Pero, aunque normalmente se trate de algo demasiado sutil como para advertirlo, la transmisión del estado de ánimo es algo muy poderoso. Cuando tres personas desconocidas, todas ellas voluntarias de una investigación acerca del estado de ánimo, se sentaron tranquilamente en círculo durante un par de minutos, la persona emocionalmente más expresiva contagió su estado de ánimo —ya fuera alegría, aburrimiento, ansiedad o enojo— a los otros dos.

Dicho de otro modo: las emociones son contagiosas. Como dijo el psicoanalista suizo C. G. Jung: «Aun en el caso de que el terapeuta se halle completamente desidentificado de los contenidos emocionales de su paciente, las emociones de éste terminan afectándole. Y es un gran error creer que uno es ajeno a todo eso. Lo único que podemos hacer es tomar conciencia del hecho de que los estados de ánimo de los demás nos afectan. Y, si no lo hacemos, es que estamos demasiado distantes de nuestros pacientes y no comprendemos lo que ocurre».

Y lo mismo que sucede en el intercambio íntimo de la consulta del terapeuta pasa también en el taller, la sala de juntas o el invernadero emocional de la oficina. Nuestros estados de ánimo se transmiten con mucha facilidad porque portan señales vitales para la supervivencia.
Son las emociones las que nos dicen a qué tenemos que atender y cuándo debemos disponernos a actuar.
Las emociones representan los ganchos de la atención y funcionan a modo de advertencias, invitaciones, señales de alarma etcétera, son mensajes muy poderosos que transmiten información vital que no necesariamente se halla articulada en palabras. En este sentido, las emociones constituyen un tipo de comunicación sumamente eficaz.

# Lista de tareas:
1/ Repite literalmente el pasaje del texto sobre el contagio emocional que empieza en "Y lo mismo que" y termina en "disponernos a actuar.".
2/ Enumera los estados de ánimo que, según el texto sobre el contagio emocional, la persona más expresiva del círculo contagió a los otros dos.

# Extractos de datos:
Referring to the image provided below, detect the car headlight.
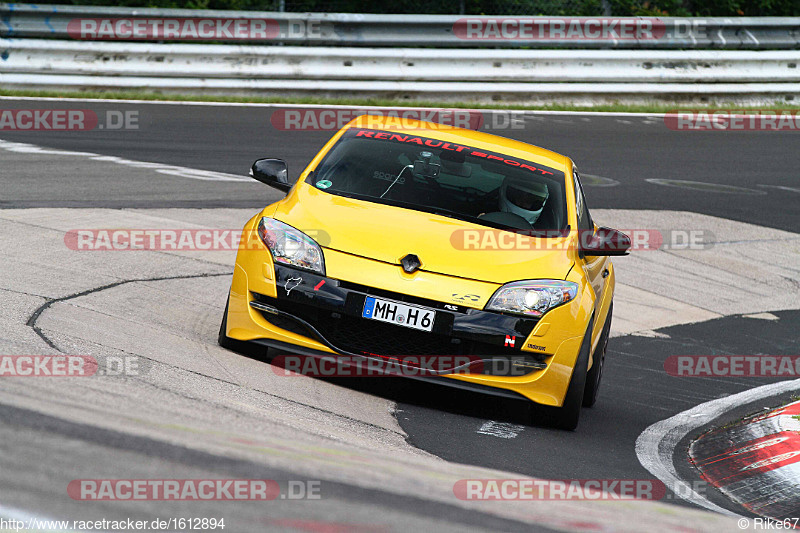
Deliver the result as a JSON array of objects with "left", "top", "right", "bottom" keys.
[
  {"left": 258, "top": 217, "right": 325, "bottom": 276},
  {"left": 486, "top": 279, "right": 578, "bottom": 317}
]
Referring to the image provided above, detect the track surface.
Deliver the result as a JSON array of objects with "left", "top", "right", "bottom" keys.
[{"left": 0, "top": 97, "right": 800, "bottom": 529}]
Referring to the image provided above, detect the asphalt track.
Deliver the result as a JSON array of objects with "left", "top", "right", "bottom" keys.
[
  {"left": 0, "top": 100, "right": 800, "bottom": 231},
  {"left": 0, "top": 101, "right": 800, "bottom": 530}
]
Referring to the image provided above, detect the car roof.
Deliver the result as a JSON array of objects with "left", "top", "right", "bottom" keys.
[{"left": 344, "top": 115, "right": 571, "bottom": 173}]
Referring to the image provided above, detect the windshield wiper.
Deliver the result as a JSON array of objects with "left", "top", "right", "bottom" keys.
[{"left": 378, "top": 165, "right": 414, "bottom": 198}]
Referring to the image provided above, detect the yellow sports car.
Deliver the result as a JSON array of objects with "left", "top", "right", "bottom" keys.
[{"left": 219, "top": 115, "right": 630, "bottom": 429}]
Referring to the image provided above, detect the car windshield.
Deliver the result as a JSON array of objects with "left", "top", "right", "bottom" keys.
[{"left": 306, "top": 129, "right": 567, "bottom": 234}]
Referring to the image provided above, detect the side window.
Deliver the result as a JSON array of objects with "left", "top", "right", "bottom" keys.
[{"left": 573, "top": 171, "right": 594, "bottom": 231}]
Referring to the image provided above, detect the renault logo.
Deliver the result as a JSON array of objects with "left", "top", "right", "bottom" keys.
[{"left": 400, "top": 254, "right": 422, "bottom": 274}]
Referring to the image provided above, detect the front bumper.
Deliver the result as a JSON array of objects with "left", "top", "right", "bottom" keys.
[{"left": 227, "top": 252, "right": 585, "bottom": 406}]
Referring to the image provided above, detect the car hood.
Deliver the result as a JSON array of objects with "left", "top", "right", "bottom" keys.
[{"left": 273, "top": 183, "right": 573, "bottom": 283}]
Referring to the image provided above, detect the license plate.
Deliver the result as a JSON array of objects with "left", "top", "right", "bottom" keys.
[{"left": 361, "top": 296, "right": 436, "bottom": 331}]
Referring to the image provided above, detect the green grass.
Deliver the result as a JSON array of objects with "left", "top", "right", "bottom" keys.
[{"left": 0, "top": 89, "right": 800, "bottom": 113}]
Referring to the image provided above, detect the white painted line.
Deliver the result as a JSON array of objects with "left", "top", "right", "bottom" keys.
[
  {"left": 0, "top": 95, "right": 666, "bottom": 118},
  {"left": 758, "top": 185, "right": 800, "bottom": 192},
  {"left": 644, "top": 178, "right": 767, "bottom": 195},
  {"left": 742, "top": 313, "right": 780, "bottom": 320},
  {"left": 0, "top": 139, "right": 256, "bottom": 183},
  {"left": 636, "top": 379, "right": 800, "bottom": 516},
  {"left": 476, "top": 420, "right": 525, "bottom": 439}
]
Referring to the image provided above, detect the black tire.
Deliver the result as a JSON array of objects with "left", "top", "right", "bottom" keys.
[
  {"left": 583, "top": 302, "right": 614, "bottom": 407},
  {"left": 217, "top": 294, "right": 269, "bottom": 360},
  {"left": 531, "top": 317, "right": 594, "bottom": 431}
]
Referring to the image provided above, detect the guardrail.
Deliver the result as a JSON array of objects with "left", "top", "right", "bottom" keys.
[
  {"left": 6, "top": 39, "right": 800, "bottom": 82},
  {"left": 0, "top": 39, "right": 800, "bottom": 105},
  {"left": 0, "top": 3, "right": 800, "bottom": 50}
]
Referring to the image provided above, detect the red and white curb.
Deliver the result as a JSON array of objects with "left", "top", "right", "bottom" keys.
[{"left": 689, "top": 402, "right": 800, "bottom": 520}]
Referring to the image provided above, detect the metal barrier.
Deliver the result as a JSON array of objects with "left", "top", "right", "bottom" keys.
[
  {"left": 0, "top": 39, "right": 800, "bottom": 82},
  {"left": 0, "top": 3, "right": 800, "bottom": 50},
  {"left": 0, "top": 4, "right": 800, "bottom": 105},
  {"left": 0, "top": 39, "right": 800, "bottom": 105}
]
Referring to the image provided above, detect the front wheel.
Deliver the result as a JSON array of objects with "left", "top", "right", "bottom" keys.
[
  {"left": 531, "top": 318, "right": 594, "bottom": 431},
  {"left": 217, "top": 293, "right": 269, "bottom": 360}
]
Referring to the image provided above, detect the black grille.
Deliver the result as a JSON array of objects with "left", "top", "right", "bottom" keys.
[
  {"left": 317, "top": 317, "right": 463, "bottom": 355},
  {"left": 253, "top": 293, "right": 539, "bottom": 360}
]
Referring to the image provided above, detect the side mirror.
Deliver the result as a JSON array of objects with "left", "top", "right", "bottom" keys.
[
  {"left": 579, "top": 228, "right": 631, "bottom": 255},
  {"left": 250, "top": 159, "right": 292, "bottom": 192}
]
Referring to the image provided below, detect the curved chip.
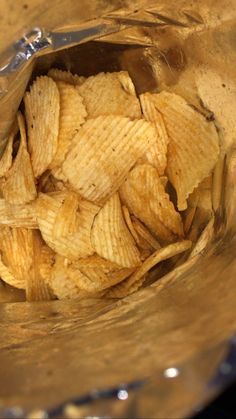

# Respuestas por tarea:
1/
Y lo mismo que sucede en el intercambio íntimo de la consulta del terapeuta pasa también en el taller, la sala de juntas o el invernadero emocional de la oficina. Nuestros estados de ánimo se transmiten con mucha facilidad porque portan señales vitales para la supervivencia.
Son las emociones las que nos dicen a qué tenemos que atender y cuándo debemos disponernos a actuar.

2/ Alegría, aburrimiento, ansiedad y enojo.